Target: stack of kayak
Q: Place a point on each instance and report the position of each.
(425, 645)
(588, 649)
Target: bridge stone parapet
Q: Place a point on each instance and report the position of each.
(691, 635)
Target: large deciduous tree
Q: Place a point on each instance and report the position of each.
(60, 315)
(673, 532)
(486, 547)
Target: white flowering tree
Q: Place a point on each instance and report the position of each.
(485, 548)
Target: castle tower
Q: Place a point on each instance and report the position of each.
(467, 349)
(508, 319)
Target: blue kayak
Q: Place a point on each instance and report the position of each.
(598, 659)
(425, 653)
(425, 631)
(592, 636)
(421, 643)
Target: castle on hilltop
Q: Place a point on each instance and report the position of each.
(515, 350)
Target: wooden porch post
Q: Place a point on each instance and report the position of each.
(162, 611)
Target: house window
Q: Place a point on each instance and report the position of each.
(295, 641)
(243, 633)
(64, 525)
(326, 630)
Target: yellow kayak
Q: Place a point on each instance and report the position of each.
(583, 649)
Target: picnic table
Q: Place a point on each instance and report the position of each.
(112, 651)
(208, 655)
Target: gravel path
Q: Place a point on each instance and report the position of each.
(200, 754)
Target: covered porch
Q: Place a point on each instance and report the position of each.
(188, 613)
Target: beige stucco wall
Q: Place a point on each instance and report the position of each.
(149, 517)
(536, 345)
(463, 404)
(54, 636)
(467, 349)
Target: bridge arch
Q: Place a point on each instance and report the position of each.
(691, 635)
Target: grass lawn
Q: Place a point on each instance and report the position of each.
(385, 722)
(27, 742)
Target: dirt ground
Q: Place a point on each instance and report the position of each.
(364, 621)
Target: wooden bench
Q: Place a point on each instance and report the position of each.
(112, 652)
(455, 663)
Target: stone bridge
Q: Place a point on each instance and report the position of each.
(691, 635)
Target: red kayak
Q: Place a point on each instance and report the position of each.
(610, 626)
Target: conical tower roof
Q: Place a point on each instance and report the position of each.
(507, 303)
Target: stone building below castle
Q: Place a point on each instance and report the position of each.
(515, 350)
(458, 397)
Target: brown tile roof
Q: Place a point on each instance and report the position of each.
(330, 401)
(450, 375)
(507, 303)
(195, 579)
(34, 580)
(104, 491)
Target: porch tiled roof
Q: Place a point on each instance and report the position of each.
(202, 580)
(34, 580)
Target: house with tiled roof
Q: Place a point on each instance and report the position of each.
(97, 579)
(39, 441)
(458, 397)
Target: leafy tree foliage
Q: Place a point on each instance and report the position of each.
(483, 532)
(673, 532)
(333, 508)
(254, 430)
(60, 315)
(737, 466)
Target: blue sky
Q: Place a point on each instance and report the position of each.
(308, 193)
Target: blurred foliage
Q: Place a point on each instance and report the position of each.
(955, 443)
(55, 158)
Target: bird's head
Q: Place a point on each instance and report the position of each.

*Exercise objective*:
Repeat all the entries exactly as given.

*Response to the exercise*:
Target: stack of kayak
Q: Place a point on each instance and report the position of each.
(425, 645)
(588, 649)
Target: bridge stone parapet
Q: Place a point on each instance and report the position of each.
(691, 635)
Target: large deciduous tree
Q: Place a point on each instance and report the position of each.
(60, 315)
(673, 532)
(486, 547)
Target: white flowering tree
Q: Place a point on each instance and report the position of each.
(485, 548)
Target: castle tower
Q: Place a point on each instance and report the position of each.
(467, 349)
(508, 319)
Target: blue kayak
Q: Place a point on each instance and report the position of each.
(598, 659)
(425, 653)
(425, 631)
(592, 636)
(421, 643)
Target: castle on hilltop
Q: Place a point on each instance and report the position of each.
(515, 350)
Target: wooden porch post
Q: Place a point on each instance and report the position of each.
(162, 611)
Target: house window
Q: Place a point on each instance and report the position of each.
(295, 641)
(243, 633)
(64, 525)
(326, 630)
Target: yellow kayak
Q: Place a point on each instance and report the position of each.
(583, 649)
Target: picnic table
Q: Place a point on each instance and report the position of each.
(112, 651)
(208, 655)
Target: gravel path
Q: Place a point on each instance and report the position of each.
(200, 754)
Target: covered porch
Q: Place a point on each instance and report the position of each.
(188, 613)
Target: beige stucco wall
Q: Place a point on each instance and report the position of each.
(149, 517)
(536, 345)
(463, 404)
(54, 636)
(467, 349)
Target: bridge arch
Q: Place a point on each instance and report the position of each.
(691, 635)
Target: grass lawn
Q: Place a point on each instance and report the position of each.
(385, 722)
(27, 742)
Target: dirt ground
Q: Place a point on each instance and report the position of each.
(364, 621)
Target: wooden bench
Q: Place a point on each instance and report the position of each.
(112, 652)
(455, 663)
Target: stone bridge
Q: Place a point on each instance and report the position of each.
(691, 635)
Target: red kayak
Q: Place a point on each instance and report the position of each.
(610, 626)
Target: conical tower roof
Q: Place a point on each instance and report the position of each.
(507, 303)
Target: stone building below castle
Q: Place a point on each instance and report the position of each.
(515, 350)
(458, 397)
Target: brown tile roof
Q: Place a point on each instance and report the position of each.
(330, 401)
(450, 375)
(507, 303)
(195, 579)
(34, 580)
(104, 491)
Target: porch tiled roof
Q: Place a point on each instance and report the position of each.
(202, 580)
(34, 580)
Target: house with tiled roof
Q: Place a point on each instance and report the position of each.
(97, 579)
(39, 441)
(458, 397)
Target: leafy tree foliage
Q: Place a point on each instance and report the position of each.
(483, 532)
(673, 532)
(333, 508)
(254, 430)
(60, 315)
(737, 466)
Target: blue sky
Q: Place a point on each instance and report the position of each.
(308, 193)
Target: blurred foliage
Q: Place a point on each instance and report the position of each.
(955, 443)
(55, 158)
Target: bird's head
Q: Place a point on each instance and report the position of each.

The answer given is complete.